Questions on the material:
a: In the article on mosquito gene drives, reproduce the part that opens with the words containing "The genetic element" and closes with "be malaria’s vector.".
b: In the article on mosquito gene drives, what is the name of the homing endonuclease gene that the Imperial College London team found could spread through caged mosquito populations?
c: Carry the article on mosquito gene drives forward from where it stops.

Source document:
But their success depends on how well the genetic modification spreads in the wild. What unique advantage must they have to out survive the natural population and control a disease affecting 300 million people a year?
Scientists are working on several strategies, ScienceNOW explains:
Many involve so-called selfish genes, strange stretches of naturally occurring DNA that have ways of spreading through populations in almost parasitic fashion. The idea is that these genes could be hitched to others that mess with the parasite's life cycle and make those spread as well. But although researchers have had some success in fruit flies, nobody has been able to get a gene drive system going in mosquitoes.
To that end, Andrea Crisanti from Imperial College London and colleagues have discovered a modified genetic element that can efficiently spread through caged populations of Anopheles gambiae (pictured), a key carrier of the malaria parasite, Plasmodium.
The genetic element – a homing endonuclease gene (HEG) called I-SceI – homes to a particular portion of the DNA, where it becomes integrated into the broken chromosome.
The process – a sequence-specific genetic drive – could be used to transmit a genetic manipulation through mosquitoes populations, affecting their ability to be malaria’s vector.
HEG is a selfish gene found in fungi, plants, and bacteria that can create a second copy of itself in individuals that have only one, ensuring all offspring have the gene as well.
- They bred a population of Anopheles mosquitoes that glowed in the dark with a green fluorescent gene.

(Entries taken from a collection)
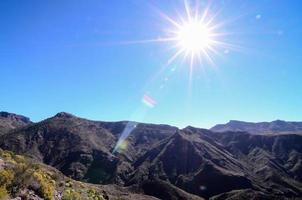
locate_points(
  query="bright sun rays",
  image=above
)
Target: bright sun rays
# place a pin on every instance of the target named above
(195, 36)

Written responses:
a:
The genetic element – a homing endonuclease gene (HEG) called I-SceI – homes to a particular portion of the DNA, where it becomes integrated into the broken chromosome.
The process – a sequence-specific genetic drive – could be used to transmit a genetic manipulation through mosquitoes populations, affecting their ability to be malaria’s vector.

b: I-SceI

c:
- Then they released into their cages small numbers of mosquitoes with an HEG designed specifically to break up the fluorescent gene in sperm cells and insert itself into that same place on the chromosome (to ensure its dissemination into successive generations).
- To monitor the spread of HEG, they counted the number of glowing green mosquitoes in each generation.
- The cages quickly grew darker over time, as the team observed rapid invasion and persistence of I-SceI through several generations of caged mosquitoes.
In fact, if just 1% of the mosquitoes had HEG at the start of the experiment, approximately 60% would 12 generations later.
The next step, Crisanti says, is to make HEG break up a gene crucial for malaria transmission. It could be an odor-recognition gene that helps the mosquito find its host or one that the malaria parasite needs to enter the mosquito's salivary glands. The team already has 10 to 15 candidates.
The study was published in Nature yesterday.